RECORDS SHOWN ::
□ □ □ □
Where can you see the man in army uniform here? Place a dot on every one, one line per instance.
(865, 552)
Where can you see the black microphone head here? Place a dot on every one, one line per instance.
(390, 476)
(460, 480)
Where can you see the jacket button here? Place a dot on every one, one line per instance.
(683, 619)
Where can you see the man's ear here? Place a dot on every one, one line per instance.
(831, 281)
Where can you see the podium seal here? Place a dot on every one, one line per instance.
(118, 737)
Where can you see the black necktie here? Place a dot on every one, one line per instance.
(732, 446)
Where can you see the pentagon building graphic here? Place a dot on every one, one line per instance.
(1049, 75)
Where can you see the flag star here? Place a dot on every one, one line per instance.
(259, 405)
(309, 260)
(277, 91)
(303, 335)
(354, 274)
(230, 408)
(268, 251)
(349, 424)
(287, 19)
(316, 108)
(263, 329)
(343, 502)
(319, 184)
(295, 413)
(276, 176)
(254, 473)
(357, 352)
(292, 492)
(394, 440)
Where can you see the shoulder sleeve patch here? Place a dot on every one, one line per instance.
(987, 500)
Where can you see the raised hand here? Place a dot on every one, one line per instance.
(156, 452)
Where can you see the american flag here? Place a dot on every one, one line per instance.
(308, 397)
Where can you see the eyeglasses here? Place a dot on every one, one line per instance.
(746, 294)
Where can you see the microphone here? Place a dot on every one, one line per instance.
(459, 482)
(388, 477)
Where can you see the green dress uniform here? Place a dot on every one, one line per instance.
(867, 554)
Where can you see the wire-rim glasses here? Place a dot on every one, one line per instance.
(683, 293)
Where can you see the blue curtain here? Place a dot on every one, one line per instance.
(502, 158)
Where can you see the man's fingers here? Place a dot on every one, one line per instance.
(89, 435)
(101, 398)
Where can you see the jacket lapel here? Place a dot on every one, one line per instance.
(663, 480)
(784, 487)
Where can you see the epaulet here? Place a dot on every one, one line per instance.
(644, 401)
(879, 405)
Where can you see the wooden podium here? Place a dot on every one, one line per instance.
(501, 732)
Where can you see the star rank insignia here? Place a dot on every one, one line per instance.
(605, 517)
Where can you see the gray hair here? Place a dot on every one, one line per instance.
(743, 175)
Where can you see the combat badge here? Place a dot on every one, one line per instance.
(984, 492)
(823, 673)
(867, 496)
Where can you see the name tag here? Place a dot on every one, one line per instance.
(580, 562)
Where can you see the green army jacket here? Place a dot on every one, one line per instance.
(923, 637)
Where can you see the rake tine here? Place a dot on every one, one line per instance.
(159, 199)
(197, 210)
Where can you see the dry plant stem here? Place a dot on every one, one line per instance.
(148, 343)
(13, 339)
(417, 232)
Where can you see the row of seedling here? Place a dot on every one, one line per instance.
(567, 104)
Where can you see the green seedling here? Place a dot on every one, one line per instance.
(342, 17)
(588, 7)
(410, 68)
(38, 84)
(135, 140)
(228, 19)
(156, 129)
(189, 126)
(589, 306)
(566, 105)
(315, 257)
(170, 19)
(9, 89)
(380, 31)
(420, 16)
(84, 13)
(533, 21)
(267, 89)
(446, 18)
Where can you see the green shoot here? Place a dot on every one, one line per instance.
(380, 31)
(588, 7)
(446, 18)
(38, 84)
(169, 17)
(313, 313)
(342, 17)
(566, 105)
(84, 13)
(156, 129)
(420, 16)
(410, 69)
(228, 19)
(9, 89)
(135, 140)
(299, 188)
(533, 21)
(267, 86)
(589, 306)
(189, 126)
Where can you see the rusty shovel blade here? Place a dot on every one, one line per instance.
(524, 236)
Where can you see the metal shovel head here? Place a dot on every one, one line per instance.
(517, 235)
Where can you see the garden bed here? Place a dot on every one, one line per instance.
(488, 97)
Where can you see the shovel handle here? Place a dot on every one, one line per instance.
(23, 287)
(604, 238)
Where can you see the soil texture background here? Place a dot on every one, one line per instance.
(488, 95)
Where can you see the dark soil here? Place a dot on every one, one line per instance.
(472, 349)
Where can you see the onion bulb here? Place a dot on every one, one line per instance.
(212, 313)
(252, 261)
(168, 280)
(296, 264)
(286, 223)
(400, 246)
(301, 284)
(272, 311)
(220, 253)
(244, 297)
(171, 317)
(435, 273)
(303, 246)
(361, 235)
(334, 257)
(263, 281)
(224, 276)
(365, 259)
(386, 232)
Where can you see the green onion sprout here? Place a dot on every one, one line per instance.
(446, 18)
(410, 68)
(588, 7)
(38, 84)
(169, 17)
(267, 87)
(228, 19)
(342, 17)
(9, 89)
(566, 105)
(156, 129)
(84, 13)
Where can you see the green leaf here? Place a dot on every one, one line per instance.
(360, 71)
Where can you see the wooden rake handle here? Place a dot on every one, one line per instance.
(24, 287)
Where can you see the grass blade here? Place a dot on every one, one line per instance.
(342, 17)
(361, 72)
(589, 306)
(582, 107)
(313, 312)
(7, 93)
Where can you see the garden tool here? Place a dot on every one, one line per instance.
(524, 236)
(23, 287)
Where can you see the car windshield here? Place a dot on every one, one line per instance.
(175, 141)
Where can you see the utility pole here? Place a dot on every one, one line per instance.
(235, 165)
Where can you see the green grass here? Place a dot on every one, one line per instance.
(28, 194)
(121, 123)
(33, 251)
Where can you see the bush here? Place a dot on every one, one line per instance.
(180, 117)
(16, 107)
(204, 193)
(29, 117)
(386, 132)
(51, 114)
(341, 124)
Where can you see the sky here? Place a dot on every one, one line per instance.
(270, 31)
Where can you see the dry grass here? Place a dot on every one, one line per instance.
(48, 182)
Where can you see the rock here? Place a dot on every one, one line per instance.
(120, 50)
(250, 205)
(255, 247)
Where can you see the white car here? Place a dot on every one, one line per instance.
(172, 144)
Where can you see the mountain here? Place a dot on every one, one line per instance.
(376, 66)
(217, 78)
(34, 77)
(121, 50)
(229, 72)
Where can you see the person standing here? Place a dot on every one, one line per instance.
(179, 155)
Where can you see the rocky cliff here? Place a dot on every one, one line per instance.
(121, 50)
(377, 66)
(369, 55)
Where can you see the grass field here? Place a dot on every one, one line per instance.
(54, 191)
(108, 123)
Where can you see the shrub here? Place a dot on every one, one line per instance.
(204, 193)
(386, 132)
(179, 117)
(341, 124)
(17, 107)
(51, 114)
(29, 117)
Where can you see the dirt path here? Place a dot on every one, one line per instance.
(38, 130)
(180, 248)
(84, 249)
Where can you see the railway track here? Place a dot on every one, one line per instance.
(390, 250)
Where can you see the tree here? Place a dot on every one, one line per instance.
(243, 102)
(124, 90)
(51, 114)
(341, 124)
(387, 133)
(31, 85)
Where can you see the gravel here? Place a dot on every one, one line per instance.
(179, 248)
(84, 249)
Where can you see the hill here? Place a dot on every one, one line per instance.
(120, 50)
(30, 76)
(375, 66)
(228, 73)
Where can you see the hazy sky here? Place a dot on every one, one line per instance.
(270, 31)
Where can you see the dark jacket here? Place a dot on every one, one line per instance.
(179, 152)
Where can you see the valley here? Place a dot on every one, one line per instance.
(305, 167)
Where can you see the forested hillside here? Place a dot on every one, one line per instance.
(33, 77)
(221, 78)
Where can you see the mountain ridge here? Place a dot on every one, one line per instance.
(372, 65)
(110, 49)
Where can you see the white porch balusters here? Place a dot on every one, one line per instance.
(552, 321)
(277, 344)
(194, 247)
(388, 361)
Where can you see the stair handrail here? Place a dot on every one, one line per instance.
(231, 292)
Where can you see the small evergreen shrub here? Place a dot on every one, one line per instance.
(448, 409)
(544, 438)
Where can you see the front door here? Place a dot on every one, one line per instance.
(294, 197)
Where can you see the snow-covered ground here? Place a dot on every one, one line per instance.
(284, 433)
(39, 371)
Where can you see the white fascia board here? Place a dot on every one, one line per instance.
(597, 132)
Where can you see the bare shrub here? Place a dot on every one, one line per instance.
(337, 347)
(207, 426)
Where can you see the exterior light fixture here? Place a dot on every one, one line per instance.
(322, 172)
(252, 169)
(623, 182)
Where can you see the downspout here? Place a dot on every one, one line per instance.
□ □ □ □
SHORT TASK :: In the entries above, find the line containing "Where can you see the hazy". Set down that line and every line after it through the last one, exactly and alone.

ANSWER BELOW ::
Where can you see the hazy sky here? Place a dot on every one, one line per instance.
(270, 31)
Where can you see the dark jacket here? Place a dot on every one, one line per instance.
(179, 152)
Where can you see the valley here? Place a dot on every one, one line per instance.
(305, 167)
Where can you see the forested hillside here? Place a dot on every one, one line per instance.
(33, 77)
(221, 78)
Where can you see the mountain ridge here? Place a dot on every one, one line per instance.
(372, 65)
(110, 49)
Where can you see the white porch balusters here? Place a dot on every one, one line per instance.
(552, 321)
(277, 344)
(194, 247)
(388, 361)
Where can you see the stair handrail here? Place a dot on every one, one line per instance.
(231, 292)
Where can you see the small evergreen shrub here? Place a dot on every one, one line per instance.
(448, 409)
(544, 438)
Where can you see the front door here? Place a dot on every one, one line per instance.
(294, 197)
Where can you see the snow-covered ground here? Place a dot on every one, one line per instance.
(284, 433)
(39, 371)
Where can you see the white fascia board here? Place a dot on every one, one line per instance.
(597, 132)
Where can you see the bare shrub here? Place a dot on every one, one line per instance.
(337, 347)
(207, 426)
Where can you see the exterior light fixture here? Place a dot on every one, one line per instance.
(322, 172)
(252, 169)
(623, 182)
Where can you see the downspout here? Place a dot on every one, one line per instance.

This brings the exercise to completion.